-- Reading passage follows --

Michael J. Fox performs onstage at A Funny Thing Happened...

Michael J. Fox performs onstage at A Funny Thing Happened On The Way To Cure Parkinson's benefit gala in 2019 in Manhattan. Credit: Getty Images for The Michael J. Fox Foundation / Noam Galai

Michael J. Fox, a five-time Emmy Award winner, says in his new memoir that the Parkinson's disease with which he has lived for decades may lead him to retire from acting.

"I'm not sure it ever did, but especially now, my work as an actor does not define me," the 59-year-old writes in his fourth memoir, "No Time Like the Future: An Optimist Considers Mortality," released Tuesday. Referring to his recent trouble memorizing lines, "The nascent diminishment in my ability to download words and repeat them verbatim," Fox says, "is just the latest ripple in the pond."

"There are reasons," he goes on, "for my lapses in memorization — be they age, cognitive issues with the disease, distraction from the constant sensations of Parkinson's, or lack of sensation because of the spine — but I read it as a simple message, an indicator. There is a time for everything, and my time of putting in a twelve-hour workday, and memorizing seven pages of dialogue, is best behind me. At least for now."

-- Reading passage concluded --
-- Entries supplied follows --

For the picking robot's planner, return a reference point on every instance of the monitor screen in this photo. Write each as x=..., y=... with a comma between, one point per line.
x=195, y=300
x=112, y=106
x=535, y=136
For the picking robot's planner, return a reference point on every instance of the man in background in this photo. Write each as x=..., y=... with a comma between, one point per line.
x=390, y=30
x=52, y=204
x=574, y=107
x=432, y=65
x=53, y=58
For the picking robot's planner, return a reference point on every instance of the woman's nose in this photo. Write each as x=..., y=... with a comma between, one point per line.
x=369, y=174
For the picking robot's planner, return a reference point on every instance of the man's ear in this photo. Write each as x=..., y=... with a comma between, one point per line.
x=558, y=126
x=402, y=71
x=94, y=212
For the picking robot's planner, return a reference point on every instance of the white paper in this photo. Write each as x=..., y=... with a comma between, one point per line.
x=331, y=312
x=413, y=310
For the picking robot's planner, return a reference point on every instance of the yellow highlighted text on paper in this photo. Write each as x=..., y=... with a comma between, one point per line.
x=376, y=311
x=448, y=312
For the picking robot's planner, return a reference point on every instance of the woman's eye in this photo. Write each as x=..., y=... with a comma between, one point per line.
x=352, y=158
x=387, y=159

-- Entries supplied concluded --
-- Entries supplied follows --

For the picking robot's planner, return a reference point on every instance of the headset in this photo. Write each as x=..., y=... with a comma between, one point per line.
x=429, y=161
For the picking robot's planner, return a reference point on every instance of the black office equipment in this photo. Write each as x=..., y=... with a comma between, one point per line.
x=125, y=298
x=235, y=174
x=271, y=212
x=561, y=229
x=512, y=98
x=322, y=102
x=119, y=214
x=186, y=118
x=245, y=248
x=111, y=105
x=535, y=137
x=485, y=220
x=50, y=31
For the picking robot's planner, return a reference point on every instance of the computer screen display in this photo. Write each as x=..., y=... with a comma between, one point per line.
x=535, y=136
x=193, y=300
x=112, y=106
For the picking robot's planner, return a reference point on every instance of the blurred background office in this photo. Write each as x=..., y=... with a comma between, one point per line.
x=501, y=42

-- Entries supplied concluded --
-- Entries supplied follows --

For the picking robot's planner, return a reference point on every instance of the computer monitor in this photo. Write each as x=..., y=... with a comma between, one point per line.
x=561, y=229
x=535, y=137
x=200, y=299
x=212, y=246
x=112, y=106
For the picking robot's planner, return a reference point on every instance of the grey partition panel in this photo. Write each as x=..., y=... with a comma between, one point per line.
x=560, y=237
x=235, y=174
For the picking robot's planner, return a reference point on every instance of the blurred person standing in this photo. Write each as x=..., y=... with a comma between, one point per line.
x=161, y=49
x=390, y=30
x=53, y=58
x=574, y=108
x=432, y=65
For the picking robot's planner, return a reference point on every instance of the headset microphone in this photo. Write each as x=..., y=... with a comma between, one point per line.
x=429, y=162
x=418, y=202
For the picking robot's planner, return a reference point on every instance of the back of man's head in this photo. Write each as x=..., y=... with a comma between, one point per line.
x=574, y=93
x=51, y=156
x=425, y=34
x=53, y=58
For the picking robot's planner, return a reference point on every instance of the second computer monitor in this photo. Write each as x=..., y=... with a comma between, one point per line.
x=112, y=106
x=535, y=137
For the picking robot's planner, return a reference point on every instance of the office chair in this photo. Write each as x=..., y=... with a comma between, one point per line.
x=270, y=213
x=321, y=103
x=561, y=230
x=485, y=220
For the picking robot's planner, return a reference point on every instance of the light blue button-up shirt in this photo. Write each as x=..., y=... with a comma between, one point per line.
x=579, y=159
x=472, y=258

-- Entries supplied concluded --

* Apply what you read:
a - Transcribe the passage from the article about Michael J. Fox's memoir, starting at "Michael J. Fox performs onstage at A Funny Thing Happened..." and continuing up to and including "retire from acting.".
b - What is the title of Fox's fourth memoir, according to the article about Michael J. Fox's memoir?
The data have no connection to the article about Michael J. Fox's memoir.

* Answers given:
a -
Michael J. Fox performs onstage at A Funny Thing Happened...

Michael J. Fox performs onstage at A Funny Thing Happened On The Way To Cure Parkinson's benefit gala in 2019 in Manhattan. Credit: Getty Images for The Michael J. Fox Foundation / Noam Galai

Michael J. Fox, a five-time Emmy Award winner, says in his new memoir that the Parkinson's disease with which he has lived for decades may lead him to retire from acting.

b - "No Time Like the Future: An Optimist Considers Mortality"